■ SELECTED EXTRACT
86% people in all countries believe that shame and stigma around HIV/AIDS keep people from talking about and addressing the disease and that both are a problem contributing to the spread of HIV.
Only eight per cent of Indian respondents admitted to personally knowing someone who is HIV positive.
(Source: New Global Study from the M·A·C AIDS Fund ) |
Long trek to empowerment
From testing HIV positive to enduring the subsequent stigma and depression, it has been an arduous long trek towards empowerment for Salam Udita, 40, and many other women like her, who suffer from HIV/AIDS.
In 1989, when she was in her second year of graduate studies, Udita married her boyfriend, a drug user, much against the wishes of her family. Her parents and relatives were concerned about her well-being — after all they were part of the many people in Manipur who were awakening to the evils of drugs dependency in the state.
Six months later, Udita’s husband suffered a relapse and the young bride was back at her parental home. The separation stretched over two years during which she completed her graduation and a diploma course in special education in Bhubaneswar, Orissa. It was only in 1991, did she return to her husband’s house — after abandoning her BEd course mid-way.
Between 1995 and 1997, Udita bore a daughter and a son. Unfortunately, the boy was a sickly child and diagnosed with bronchial pneumonia in his fourth month. He also tested HIV positive. “Initially, my husband hid the news from me. I thought my son was going to get well. But he died soon after being discharged from hospital. I’ve lost my child. I have come out in the open so that others don’t lose their children,” says Udita, currently the joint secretary and board member of the Manipur Network of Positive People (MNP+).

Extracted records
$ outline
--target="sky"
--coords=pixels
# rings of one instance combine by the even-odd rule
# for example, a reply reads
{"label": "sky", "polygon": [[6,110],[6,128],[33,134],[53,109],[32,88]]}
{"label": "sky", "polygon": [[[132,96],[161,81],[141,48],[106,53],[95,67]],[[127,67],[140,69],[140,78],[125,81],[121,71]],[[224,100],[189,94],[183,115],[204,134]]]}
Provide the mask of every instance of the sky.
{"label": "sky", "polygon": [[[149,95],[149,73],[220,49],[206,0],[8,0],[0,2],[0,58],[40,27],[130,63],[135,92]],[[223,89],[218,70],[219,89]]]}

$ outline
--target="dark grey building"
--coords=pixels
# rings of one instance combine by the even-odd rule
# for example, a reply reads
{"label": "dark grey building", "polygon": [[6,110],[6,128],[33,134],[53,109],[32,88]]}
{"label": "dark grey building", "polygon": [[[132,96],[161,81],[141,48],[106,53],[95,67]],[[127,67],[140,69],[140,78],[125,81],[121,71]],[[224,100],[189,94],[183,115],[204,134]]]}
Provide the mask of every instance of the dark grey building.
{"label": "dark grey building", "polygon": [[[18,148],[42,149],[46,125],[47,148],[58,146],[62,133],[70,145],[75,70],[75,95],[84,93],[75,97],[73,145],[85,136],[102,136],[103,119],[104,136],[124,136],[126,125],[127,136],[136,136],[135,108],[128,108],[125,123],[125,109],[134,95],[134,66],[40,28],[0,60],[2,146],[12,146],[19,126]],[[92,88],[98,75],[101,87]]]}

■ YOUR GOAL
For each statement, say yes or no to whether it agrees with the text on HIV stigma and Salam Udita, and quote the words from it that decide the answer.
1. Udita married in 1989 while in her second year of graduate studies.
2. Udita completed her BEd course before going back to her husband's house.
3. Udita's son was diagnosed with bronchial pneumonia in his fourth month.
The rows are not needed for any of this.

■ OUTPUT OF THE TASK
1. Yes: "In 1989, when she was in her second year of graduate studies, Udita married her boyfriend"
2. No: "after abandoning her BEd course mid-way"
3. Yes: "diagnosed with bronchial pneumonia in his fourth month"